▸ **Problem A**
In the entries, start at the line containing "the sky is." and end after the line containing "0,124 -> 300,199". Write those lines out again with "gripper" swapped for "end effector" and everything else unchanged.

▸ **Text section**

+ + +

The Phoenix Memo is a letter sent to FBI headquarters on July 10, 2001 by FBI Special Agent Kenneth Williams, recommending the assembling of a worldwide listing of civil aviation schools. Williams, then stationed in Phoenix, Arizona, was investigating students at some of these schools for possible terrorist links.

Content
According to Williams, the purpose of the memo was to

advise the Bureau and New York of the possibility of a coordinated effort by Osama Bin Laden to send students to the United States to attend civil aviation universities and colleges. Phoenix has observed an inordinate number of individuals of investigative interest who are attending or who have attended civil aviation universities and colleges in the State of Arizona.

The recommendations outlined by Williams were ignored or put aside because of other concerns. The memo was seen by at least one dozen officials of the FBI, including John P. O'Neill, but it was never passed to acting director Thomas J. Pickard, his successor Robert Mueller or the Central Intelligence Agency. In addition, the existence of the memo was not made known to President George W. Bush and his senior national security staff until May 2002. 

Mueller told the US Congress in an emotional hearing in May 2002 that failure to act on the memo was the result of deficits in the FBI’s analytical capabilities.

Coleen Rowley (2002)

+ + +

[Bounding-box entries]
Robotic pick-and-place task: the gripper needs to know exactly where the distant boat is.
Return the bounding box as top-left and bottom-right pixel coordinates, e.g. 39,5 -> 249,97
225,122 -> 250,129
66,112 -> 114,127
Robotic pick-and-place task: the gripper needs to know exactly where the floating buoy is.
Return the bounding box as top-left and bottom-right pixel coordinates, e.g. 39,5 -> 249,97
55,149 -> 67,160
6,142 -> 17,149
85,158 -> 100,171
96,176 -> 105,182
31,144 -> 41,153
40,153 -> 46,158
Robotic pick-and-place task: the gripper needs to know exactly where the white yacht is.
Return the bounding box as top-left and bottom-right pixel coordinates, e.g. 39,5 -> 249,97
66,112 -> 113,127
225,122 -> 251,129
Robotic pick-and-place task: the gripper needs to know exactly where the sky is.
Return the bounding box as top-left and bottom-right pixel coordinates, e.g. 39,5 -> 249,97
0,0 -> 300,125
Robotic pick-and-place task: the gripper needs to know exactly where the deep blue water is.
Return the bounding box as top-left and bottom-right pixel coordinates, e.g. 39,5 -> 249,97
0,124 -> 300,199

+ + +

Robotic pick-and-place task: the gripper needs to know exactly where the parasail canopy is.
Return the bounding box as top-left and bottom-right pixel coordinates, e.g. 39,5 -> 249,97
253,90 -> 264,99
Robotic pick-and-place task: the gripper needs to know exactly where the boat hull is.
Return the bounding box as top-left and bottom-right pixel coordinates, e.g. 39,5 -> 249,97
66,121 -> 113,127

+ + +

▸ **Problem B**
In the text on the Phoenix Memo, who sent the memo to FBI headquarters?

▸ **Correct result A**
Robotic pick-and-place task: the end effector needs to know exactly where the sky is.
Return the bounding box as top-left and bottom-right pixel coordinates, e.g. 39,5 -> 249,97
0,0 -> 300,125
Robotic pick-and-place task: the end effector needs to know exactly where the deep blue water is.
Return the bounding box as top-left and bottom-right pixel coordinates, e.g. 39,5 -> 249,97
0,124 -> 300,199

▸ **Correct result B**
FBI Special Agent Kenneth Williams.